(Exercise details):
Extract the listing in its entirety, keeping each line identical to the original.

(Data supplied):
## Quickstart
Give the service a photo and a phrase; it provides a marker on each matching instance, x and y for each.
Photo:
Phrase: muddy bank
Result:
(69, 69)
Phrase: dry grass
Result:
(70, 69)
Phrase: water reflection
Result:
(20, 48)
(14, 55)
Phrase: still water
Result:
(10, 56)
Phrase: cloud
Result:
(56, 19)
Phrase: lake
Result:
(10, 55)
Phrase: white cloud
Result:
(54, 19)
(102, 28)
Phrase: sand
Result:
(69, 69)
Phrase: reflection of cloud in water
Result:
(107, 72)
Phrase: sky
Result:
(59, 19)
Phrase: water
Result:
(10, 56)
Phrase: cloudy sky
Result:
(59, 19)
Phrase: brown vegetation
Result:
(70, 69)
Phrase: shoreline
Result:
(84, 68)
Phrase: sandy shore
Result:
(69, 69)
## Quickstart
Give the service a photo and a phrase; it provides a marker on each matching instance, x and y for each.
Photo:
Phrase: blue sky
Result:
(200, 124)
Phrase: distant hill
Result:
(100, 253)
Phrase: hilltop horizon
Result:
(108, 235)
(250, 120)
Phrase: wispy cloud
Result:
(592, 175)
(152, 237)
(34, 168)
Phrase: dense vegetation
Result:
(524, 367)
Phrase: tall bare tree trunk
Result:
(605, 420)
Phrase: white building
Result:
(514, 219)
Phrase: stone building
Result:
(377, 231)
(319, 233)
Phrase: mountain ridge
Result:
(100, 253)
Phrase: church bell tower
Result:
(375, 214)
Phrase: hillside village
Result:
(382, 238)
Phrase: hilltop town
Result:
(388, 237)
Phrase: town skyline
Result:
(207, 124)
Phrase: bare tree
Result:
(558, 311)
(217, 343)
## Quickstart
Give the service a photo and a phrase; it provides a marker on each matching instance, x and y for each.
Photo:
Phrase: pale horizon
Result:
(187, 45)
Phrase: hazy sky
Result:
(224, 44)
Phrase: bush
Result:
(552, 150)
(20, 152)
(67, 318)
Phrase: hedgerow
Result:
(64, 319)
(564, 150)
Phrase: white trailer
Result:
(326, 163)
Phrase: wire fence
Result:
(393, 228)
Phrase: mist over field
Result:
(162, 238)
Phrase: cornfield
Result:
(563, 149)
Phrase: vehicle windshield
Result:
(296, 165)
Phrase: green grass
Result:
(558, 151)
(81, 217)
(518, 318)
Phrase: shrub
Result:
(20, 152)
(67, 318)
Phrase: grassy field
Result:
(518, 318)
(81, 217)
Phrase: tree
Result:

(Result of the exercise):
## Quickstart
Give the service a photo and a phrase; it provides a marker on each matching instance, x and y for each.
Photo:
Phrase: muddy bank
Result:
(69, 69)
Phrase: dry grass
Result:
(70, 69)
Phrase: water reflection
Result:
(20, 48)
(14, 55)
Phrase: still water
Result:
(10, 56)
Phrase: cloud
Result:
(56, 19)
Phrase: lake
Result:
(10, 55)
Phrase: white cloud
Result:
(54, 19)
(102, 28)
Phrase: sand
Result:
(69, 69)
Phrase: reflection of cloud in water
Result:
(107, 72)
Phrase: sky
Result:
(59, 19)
Phrase: water
Result:
(10, 56)
Phrase: cloudy sky
Result:
(59, 19)
Phrase: brown vegetation
Result:
(70, 69)
Phrase: shoreline
Result:
(84, 68)
Phrase: sandy shore
Result:
(69, 69)
## Quickstart
Give the service a photo and a phrase; it provides a marker on each matching instance, x and y for each.
Photo:
Phrase: blue sky
Result:
(200, 124)
Phrase: distant hill
Result:
(100, 253)
Phrase: hilltop horizon
Result:
(108, 235)
(250, 120)
Phrase: wispy cloud
Result:
(592, 175)
(152, 237)
(34, 168)
Phrase: dense vegetation
Result:
(524, 367)
Phrase: tall bare tree trunk
Result:
(605, 420)
Phrase: white building
Result:
(514, 219)
Phrase: stone building
Result:
(377, 231)
(319, 233)
Phrase: mountain ridge
Result:
(100, 253)
Phrase: church bell tower
Result:
(375, 214)
Phrase: hillside village
Result:
(382, 238)
Phrase: hilltop town
Result:
(388, 237)
Phrase: town skyline
Result:
(207, 124)
Phrase: bare tree
Result:
(558, 311)
(217, 343)
## Quickstart
Give the service a photo and a phrase; it provides a marker on each matching instance, x and y for each.
Photo:
Phrase: pale horizon
Result:
(187, 45)
Phrase: hazy sky
Result:
(224, 44)
Phrase: bush
Result:
(552, 150)
(20, 152)
(67, 318)
Phrase: hedgerow
Result:
(64, 319)
(564, 150)
Phrase: white trailer
Result:
(326, 163)
Phrase: wire fence
Result:
(393, 228)
Phrase: mist over field
Result:
(162, 238)
Phrase: cornfield
Result:
(563, 149)
Phrase: vehicle windshield
Result:
(296, 165)
Phrase: green grass
Result:
(558, 151)
(81, 217)
(518, 318)
Phrase: shrub
Result:
(20, 152)
(67, 318)
Phrase: grassy field
Result:
(518, 318)
(81, 217)
Phrase: tree
Result:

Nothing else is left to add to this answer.